Below are records; extract exactly the lines from the one containing "Where can the blue" through the last, both included, and keep the pictures out.

RECORDS FOR THIS TASK –

----------------

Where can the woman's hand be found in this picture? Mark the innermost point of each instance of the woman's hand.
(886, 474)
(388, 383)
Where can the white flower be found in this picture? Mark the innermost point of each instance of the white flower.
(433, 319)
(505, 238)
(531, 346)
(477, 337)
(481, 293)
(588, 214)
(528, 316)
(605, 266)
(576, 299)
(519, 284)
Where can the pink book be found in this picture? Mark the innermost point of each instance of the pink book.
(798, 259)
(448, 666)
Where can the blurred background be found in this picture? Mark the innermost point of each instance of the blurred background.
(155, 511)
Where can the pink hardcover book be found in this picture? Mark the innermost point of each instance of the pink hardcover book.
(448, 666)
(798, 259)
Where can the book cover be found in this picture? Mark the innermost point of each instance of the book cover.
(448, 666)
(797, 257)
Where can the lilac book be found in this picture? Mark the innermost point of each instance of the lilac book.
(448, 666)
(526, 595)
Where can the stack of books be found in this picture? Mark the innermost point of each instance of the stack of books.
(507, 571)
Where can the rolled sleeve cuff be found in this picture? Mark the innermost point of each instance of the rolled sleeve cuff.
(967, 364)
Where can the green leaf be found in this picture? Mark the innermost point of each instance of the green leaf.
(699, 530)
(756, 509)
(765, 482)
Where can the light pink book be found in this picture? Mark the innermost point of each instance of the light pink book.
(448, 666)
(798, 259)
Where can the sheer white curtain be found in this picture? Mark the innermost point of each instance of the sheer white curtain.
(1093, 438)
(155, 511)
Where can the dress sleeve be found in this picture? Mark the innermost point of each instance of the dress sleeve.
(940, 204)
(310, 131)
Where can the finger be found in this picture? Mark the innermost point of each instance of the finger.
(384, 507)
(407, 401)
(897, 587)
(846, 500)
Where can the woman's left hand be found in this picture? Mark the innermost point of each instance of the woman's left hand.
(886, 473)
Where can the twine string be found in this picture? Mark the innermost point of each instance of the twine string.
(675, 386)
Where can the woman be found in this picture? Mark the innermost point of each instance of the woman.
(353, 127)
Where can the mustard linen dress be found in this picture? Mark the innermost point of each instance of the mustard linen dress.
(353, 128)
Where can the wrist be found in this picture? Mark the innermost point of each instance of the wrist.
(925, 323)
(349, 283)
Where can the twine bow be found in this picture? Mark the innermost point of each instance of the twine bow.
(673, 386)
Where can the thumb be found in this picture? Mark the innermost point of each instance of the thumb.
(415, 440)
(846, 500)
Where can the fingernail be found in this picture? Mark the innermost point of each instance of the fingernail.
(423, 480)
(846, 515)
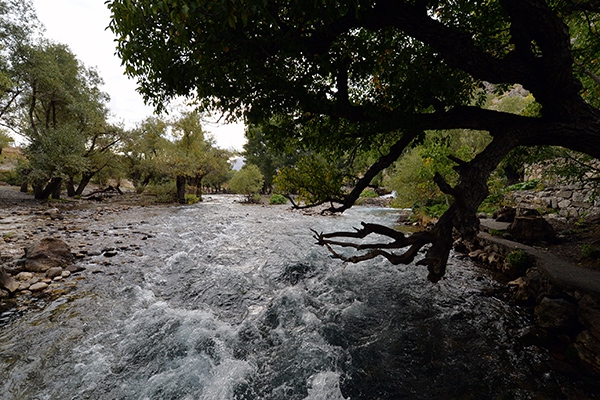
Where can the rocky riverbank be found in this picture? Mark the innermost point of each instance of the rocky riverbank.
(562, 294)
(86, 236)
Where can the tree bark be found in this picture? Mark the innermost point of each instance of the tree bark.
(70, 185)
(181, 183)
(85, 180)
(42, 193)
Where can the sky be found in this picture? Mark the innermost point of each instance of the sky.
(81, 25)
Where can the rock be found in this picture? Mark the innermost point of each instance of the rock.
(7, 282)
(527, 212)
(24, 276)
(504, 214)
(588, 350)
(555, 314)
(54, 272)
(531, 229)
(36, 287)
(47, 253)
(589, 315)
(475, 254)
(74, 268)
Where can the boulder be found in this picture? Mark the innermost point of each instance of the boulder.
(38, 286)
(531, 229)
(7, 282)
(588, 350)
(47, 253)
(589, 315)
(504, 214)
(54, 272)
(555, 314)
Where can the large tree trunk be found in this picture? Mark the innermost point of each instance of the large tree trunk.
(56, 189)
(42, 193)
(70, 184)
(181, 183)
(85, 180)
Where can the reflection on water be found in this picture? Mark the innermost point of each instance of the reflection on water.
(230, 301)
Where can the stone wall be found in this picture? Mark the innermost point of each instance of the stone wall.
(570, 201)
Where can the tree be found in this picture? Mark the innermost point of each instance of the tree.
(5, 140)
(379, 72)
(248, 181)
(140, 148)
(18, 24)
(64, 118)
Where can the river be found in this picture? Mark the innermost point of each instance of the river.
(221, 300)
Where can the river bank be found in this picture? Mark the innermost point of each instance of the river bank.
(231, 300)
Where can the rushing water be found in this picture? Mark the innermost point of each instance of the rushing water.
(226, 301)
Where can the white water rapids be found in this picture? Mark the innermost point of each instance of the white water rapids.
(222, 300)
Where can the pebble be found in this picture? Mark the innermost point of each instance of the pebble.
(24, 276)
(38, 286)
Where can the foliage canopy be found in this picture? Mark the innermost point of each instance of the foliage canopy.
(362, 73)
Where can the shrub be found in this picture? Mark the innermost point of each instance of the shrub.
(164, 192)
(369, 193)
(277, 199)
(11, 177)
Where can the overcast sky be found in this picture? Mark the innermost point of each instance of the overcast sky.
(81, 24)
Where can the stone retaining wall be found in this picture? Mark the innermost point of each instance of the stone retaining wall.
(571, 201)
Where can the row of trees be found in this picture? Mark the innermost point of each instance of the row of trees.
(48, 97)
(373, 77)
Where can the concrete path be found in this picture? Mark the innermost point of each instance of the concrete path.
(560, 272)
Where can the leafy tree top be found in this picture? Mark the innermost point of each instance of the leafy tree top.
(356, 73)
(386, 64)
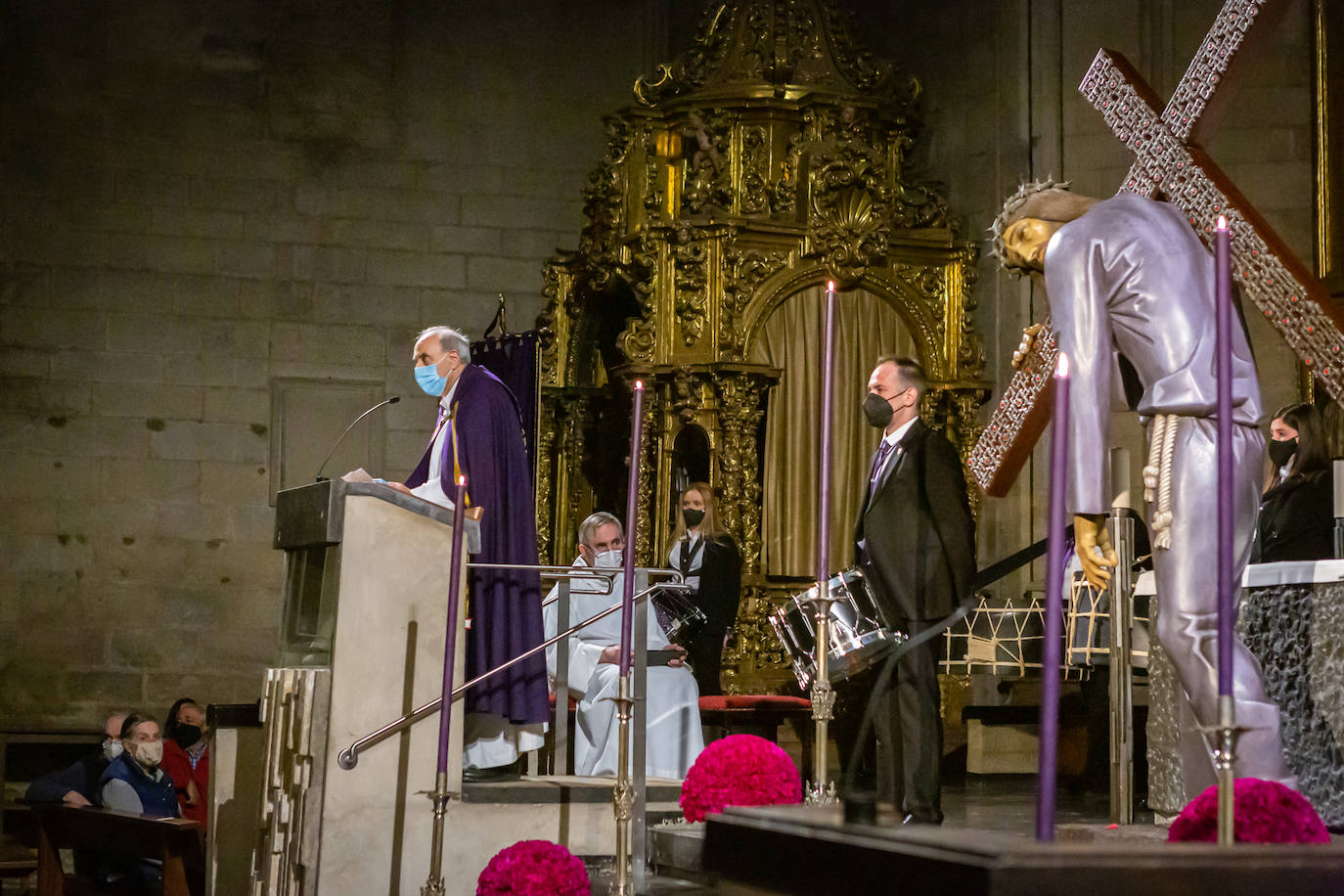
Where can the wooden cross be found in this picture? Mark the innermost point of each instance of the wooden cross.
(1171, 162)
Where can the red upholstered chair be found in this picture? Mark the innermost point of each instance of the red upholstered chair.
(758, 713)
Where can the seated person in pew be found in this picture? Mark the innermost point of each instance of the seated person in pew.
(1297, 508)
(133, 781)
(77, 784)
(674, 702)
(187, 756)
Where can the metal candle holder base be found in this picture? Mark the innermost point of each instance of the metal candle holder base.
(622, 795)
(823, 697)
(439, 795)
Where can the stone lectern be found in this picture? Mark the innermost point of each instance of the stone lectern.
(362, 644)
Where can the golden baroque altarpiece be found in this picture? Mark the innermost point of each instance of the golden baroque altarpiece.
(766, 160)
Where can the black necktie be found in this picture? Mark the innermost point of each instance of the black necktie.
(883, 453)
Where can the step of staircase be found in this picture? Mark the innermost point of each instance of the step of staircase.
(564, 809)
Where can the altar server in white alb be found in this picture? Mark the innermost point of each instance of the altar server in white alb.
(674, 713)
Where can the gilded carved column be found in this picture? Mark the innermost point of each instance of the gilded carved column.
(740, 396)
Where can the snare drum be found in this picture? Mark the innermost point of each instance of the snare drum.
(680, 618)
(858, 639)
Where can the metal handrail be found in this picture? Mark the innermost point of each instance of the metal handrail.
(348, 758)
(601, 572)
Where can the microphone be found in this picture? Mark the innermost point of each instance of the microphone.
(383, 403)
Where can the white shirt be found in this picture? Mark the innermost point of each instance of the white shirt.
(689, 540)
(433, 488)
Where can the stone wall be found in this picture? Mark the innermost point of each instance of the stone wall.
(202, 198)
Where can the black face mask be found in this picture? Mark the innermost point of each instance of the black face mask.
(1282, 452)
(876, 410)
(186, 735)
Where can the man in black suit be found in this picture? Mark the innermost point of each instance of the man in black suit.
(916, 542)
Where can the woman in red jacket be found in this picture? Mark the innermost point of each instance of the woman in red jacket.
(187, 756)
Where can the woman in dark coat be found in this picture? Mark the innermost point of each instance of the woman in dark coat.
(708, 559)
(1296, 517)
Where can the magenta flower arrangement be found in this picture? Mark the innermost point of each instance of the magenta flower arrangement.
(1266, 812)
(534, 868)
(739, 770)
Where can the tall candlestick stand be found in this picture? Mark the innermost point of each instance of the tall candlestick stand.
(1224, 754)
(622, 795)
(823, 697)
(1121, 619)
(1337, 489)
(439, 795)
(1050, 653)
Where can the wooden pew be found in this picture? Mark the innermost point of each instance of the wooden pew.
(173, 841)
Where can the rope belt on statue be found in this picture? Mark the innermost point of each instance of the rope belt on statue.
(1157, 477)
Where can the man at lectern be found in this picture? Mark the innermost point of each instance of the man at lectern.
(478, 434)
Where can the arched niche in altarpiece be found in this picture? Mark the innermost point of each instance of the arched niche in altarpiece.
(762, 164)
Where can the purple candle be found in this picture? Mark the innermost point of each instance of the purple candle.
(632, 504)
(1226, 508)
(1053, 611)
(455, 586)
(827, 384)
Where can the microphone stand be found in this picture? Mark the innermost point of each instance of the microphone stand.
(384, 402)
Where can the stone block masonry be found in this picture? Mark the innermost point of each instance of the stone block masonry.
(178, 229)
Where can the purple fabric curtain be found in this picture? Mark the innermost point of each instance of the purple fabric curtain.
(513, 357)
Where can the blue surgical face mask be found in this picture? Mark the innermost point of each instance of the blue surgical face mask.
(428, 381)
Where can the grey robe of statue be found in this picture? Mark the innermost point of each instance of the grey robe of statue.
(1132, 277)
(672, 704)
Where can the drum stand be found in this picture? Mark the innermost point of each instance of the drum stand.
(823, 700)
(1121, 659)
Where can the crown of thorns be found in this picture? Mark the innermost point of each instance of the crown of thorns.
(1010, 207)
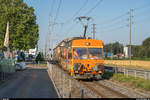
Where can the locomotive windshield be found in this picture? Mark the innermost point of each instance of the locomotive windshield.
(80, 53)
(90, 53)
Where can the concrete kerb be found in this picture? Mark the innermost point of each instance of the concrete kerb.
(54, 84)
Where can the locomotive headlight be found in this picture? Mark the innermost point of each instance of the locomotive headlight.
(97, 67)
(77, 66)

----------------

COMPLETE ANSWER –
Where can the blue surgical face mask be found in this picture? Mark the innermost point of each instance of the blue surgical face mask.
(428, 381)
Where can the grey robe of statue be found in this picture? Mark the innermost point of each instance of the grey robe of statue.
(1132, 277)
(672, 704)
Where can the drum stand be found in this picture? Mark the innermost point of each instance of the drum stand.
(823, 700)
(1121, 659)
Where can the crown of thorns be found in this picture? Mark the innermost point of each instance of the crown of thorns.
(1010, 207)
Where can the locomotive windshield be found in this picture? Mark the innermost point of each instance of the locomotive windshield.
(80, 53)
(90, 53)
Where can the concrete kerb be found in this picture? Mark the innermost point of each instance of the concrete kerb.
(54, 84)
Where can the locomotive headlight be found in this picture? Mark the innermost point of each instance of the locomotive headlight.
(97, 67)
(77, 66)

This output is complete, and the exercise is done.